(PROVIDED TEXT begins)

I think it really depends on you. Personally, I would choose to wait to spay because to me, it's extremely important for my dog to keep his hormones in order to grow and mature the way he's supposed to. Not to say that isn't a priority for you, but you may have things to think about that I don't have to. I don't have to think about putting Kaizer in daycare because both my parents work from home. If daycare is the only factor to spay early, would your daycare accept her if she had an ovary sparing spay? She wouldn't have a uterus, so she wouldn't be able to reproduce or go in heat, but she'd keep her hormones. It's not something I know a lot about, so you'd have to do some more research on it. There's a group on Facebook who are very educated on alternate spays and could help you if you're interested.

For what it's worth, if Kaizer wasn't cryptorchid, I wouldn't neuter him at all. But because he is, he's getting neutered between 18-24 month.


----------



## Kalhayd (May 4, 2016)

aesthetic said:


> I think it really depends on you. Personally, I would choose to wait to spay because to me, it's extremely important for my dog to keep his hormones in order to grow and mature the way he's supposed to. Not to say that isn't a priority for you, but you may have things to think about that I don't have to. I don't have to think about putting Kaizer in daycare because both my parents work from home. If daycare is the only factor to spay early, would your daycare accept her if she had an ovary sparing spay? She wouldn't have a uterus, so she wouldn't be able to reproduce or go in heat, but she'd keep her hormones. It's not something I know a lot about, so you'd have to do some more research on it. There's a group on Facebook who are very educated on alternate spays and could help you if you're interested.
> 
> For what it's worth, if Kaizer wasn't cryptorchid, I wouldn't neuter him at all. But because he is, he's getting neutered between 18-24 month.


I could inquire about that for sure. I'm not against waiting, I'm just torn on studies to show which is really the best method. I know our vet(whom I love!) is very pro early spay(6-months), but I'm sure she'd respect our decision should the waiting truly benefit Dory.

(PROVIDED TEXT ends)

ASSIGNED TASK 1>
Answer from the spay discussion:
(a) Why does the first poster not have to think about putting Kaizer in daycare?
(b) When is Kaizer getting neutered?
(c) At what age does the vet in the reply favor spaying?
ASSIGNED TASK 2> Return the portion of the spay discussion between "I could inquire" and "truly benefit Dory.", inclusive.

(RAW DATA begins)

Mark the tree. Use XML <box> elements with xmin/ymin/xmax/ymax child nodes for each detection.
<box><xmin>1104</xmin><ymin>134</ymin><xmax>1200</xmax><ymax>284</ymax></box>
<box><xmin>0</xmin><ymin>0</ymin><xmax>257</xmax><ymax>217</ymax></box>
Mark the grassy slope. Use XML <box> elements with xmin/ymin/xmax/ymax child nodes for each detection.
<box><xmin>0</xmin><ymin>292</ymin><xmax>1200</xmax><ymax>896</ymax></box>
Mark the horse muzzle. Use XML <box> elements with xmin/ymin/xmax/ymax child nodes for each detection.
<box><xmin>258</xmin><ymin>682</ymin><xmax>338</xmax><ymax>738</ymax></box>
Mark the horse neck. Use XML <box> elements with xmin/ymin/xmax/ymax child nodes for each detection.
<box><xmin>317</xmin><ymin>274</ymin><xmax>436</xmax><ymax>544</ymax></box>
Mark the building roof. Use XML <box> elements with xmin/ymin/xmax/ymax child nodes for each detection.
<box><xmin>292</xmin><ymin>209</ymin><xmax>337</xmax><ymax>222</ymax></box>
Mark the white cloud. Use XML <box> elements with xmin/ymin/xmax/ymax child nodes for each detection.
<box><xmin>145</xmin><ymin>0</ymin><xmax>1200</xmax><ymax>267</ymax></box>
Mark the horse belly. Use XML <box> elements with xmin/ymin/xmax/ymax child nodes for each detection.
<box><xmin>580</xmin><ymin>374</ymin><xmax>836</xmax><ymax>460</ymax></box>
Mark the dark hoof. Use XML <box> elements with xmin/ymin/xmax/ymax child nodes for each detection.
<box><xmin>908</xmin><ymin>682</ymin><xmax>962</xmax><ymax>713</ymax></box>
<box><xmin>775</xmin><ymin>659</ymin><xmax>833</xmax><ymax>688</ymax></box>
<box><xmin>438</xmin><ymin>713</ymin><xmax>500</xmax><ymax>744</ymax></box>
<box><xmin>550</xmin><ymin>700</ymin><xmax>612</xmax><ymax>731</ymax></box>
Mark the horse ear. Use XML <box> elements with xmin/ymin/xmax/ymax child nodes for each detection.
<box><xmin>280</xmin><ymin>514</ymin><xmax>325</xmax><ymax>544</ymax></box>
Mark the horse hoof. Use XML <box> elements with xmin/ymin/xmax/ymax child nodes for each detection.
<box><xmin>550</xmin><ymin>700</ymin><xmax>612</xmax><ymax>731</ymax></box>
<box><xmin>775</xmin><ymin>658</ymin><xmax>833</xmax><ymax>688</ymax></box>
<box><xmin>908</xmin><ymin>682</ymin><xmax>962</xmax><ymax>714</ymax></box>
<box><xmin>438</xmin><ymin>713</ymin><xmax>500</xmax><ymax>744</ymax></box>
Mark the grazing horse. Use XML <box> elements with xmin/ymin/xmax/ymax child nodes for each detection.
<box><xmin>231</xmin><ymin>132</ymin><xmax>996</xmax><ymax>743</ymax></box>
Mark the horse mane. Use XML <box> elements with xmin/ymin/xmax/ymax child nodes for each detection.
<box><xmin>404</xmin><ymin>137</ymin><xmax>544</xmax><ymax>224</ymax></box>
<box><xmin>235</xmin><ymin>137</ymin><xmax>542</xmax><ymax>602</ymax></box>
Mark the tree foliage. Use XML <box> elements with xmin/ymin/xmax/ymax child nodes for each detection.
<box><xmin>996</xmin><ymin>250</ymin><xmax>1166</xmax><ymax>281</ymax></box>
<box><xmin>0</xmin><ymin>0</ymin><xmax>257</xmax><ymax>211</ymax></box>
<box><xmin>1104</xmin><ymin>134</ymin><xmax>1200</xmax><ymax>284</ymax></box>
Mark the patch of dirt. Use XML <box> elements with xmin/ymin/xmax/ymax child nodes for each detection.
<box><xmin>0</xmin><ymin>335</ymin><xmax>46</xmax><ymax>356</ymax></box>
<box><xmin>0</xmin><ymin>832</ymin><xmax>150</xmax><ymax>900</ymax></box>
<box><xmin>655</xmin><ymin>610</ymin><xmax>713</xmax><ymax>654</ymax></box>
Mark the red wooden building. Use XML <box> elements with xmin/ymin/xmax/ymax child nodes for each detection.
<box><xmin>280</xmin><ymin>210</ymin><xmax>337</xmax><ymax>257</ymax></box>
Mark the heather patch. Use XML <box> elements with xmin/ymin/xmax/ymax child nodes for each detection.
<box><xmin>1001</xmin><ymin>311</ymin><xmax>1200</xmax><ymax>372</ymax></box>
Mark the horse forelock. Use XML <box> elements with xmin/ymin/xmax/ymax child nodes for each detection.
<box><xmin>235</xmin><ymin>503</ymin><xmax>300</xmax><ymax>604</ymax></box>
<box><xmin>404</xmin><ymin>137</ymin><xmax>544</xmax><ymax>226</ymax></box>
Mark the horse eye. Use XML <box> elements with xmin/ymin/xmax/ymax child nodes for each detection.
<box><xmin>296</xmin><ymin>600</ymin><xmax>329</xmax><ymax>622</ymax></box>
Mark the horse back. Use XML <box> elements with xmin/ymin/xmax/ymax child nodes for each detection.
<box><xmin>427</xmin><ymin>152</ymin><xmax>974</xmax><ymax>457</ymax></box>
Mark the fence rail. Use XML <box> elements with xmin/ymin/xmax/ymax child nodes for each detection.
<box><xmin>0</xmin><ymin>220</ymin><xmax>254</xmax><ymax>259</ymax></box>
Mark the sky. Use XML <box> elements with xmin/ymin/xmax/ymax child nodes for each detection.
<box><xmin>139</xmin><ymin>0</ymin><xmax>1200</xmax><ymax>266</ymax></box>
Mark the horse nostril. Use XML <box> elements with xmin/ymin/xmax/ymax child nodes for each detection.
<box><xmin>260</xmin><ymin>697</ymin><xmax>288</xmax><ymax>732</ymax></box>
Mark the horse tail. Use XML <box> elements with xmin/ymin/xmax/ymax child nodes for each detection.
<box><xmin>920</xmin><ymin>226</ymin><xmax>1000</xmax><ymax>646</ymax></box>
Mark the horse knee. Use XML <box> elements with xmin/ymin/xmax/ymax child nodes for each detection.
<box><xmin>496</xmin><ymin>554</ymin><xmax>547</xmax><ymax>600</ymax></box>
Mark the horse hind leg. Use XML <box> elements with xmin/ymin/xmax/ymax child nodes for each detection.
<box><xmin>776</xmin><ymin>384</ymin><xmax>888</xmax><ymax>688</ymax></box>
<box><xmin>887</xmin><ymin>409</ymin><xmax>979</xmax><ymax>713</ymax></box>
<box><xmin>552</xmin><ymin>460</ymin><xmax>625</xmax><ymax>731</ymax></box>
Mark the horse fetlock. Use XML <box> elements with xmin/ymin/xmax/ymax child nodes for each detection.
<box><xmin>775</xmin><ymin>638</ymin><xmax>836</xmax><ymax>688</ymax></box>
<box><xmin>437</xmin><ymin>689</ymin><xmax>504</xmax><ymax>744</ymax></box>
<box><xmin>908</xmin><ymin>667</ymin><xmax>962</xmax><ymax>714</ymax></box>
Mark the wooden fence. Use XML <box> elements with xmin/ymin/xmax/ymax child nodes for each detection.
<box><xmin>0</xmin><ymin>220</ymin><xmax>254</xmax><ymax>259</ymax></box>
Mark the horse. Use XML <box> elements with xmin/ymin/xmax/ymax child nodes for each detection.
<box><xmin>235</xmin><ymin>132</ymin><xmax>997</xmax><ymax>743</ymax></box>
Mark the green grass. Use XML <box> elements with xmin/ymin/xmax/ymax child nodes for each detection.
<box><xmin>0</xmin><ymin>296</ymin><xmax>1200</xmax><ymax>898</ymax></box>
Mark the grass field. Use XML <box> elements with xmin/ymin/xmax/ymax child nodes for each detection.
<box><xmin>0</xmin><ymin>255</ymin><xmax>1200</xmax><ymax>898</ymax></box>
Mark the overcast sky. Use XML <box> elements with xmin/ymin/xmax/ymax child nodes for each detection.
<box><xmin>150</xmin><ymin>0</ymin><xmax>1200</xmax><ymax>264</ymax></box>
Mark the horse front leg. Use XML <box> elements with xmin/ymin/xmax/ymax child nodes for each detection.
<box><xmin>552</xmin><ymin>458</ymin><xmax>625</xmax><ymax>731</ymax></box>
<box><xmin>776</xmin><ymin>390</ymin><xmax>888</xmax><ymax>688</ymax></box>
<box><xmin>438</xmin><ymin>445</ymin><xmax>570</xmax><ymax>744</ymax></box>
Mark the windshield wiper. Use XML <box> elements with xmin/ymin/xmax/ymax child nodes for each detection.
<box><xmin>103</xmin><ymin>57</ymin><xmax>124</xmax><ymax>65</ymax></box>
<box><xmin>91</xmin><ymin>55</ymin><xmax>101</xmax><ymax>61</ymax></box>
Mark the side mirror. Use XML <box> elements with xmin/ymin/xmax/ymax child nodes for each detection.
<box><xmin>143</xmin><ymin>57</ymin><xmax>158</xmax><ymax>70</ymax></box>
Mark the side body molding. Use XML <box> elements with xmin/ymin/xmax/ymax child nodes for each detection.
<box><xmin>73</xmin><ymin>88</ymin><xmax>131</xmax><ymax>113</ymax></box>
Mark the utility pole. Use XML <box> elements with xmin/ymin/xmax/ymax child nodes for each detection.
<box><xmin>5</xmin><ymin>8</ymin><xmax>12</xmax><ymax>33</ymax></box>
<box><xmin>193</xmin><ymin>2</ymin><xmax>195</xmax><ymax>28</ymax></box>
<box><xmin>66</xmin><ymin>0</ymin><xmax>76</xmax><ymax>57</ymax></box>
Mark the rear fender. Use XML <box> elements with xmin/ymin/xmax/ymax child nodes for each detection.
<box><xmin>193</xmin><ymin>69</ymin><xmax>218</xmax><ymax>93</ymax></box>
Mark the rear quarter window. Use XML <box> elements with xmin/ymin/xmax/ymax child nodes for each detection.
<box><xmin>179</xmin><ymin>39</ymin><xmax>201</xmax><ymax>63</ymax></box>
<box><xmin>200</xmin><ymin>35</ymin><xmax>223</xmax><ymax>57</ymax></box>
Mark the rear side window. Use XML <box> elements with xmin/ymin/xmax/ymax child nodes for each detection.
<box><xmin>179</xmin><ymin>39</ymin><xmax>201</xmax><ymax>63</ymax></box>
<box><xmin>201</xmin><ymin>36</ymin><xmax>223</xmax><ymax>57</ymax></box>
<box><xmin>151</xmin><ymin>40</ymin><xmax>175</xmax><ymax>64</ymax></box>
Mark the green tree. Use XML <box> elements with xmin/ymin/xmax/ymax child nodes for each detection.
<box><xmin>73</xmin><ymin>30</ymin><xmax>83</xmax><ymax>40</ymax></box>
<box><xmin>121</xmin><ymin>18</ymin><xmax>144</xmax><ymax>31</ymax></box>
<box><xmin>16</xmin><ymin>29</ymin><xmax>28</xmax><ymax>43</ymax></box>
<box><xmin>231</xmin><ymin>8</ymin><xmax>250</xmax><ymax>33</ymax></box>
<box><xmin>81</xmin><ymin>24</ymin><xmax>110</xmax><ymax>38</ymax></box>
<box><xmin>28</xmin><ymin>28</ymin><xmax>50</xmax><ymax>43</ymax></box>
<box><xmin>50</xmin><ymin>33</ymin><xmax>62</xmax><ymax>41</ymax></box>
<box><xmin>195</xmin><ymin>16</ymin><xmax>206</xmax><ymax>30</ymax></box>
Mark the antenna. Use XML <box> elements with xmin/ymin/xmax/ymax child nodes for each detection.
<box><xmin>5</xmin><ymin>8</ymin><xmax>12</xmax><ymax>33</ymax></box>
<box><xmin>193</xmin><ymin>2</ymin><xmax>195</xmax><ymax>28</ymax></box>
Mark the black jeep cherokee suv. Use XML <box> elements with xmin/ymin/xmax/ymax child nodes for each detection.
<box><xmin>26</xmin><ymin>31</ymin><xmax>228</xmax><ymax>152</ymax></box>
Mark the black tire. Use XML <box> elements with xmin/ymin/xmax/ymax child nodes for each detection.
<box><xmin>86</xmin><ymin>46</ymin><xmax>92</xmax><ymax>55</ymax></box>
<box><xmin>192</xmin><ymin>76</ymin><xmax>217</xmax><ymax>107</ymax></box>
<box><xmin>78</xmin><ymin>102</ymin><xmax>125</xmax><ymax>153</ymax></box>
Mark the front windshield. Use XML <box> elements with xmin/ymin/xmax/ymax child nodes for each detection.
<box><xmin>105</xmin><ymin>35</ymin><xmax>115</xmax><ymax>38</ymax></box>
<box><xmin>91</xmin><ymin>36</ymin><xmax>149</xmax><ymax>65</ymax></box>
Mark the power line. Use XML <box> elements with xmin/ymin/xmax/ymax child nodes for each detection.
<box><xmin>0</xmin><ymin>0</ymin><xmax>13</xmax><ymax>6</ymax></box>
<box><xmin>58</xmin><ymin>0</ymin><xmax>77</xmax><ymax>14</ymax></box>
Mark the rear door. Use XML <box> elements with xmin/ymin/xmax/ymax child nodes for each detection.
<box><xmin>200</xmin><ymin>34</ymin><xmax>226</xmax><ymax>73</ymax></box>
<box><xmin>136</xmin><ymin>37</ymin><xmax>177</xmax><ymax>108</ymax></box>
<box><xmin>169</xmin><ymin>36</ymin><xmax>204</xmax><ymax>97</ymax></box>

(RAW DATA ends)

OUTPUT 1>
(a) Both of the poster's parents work from home.
(b) Between 18 and 24 months.
(c) At 6 months.

OUTPUT 2>
I could inquire about that for sure. I'm not against waiting, I'm just torn on studies to show which is really the best method. I know our vet(whom I love!) is very pro early spay(6-months), but I'm sure she'd respect our decision should the waiting truly benefit Dory.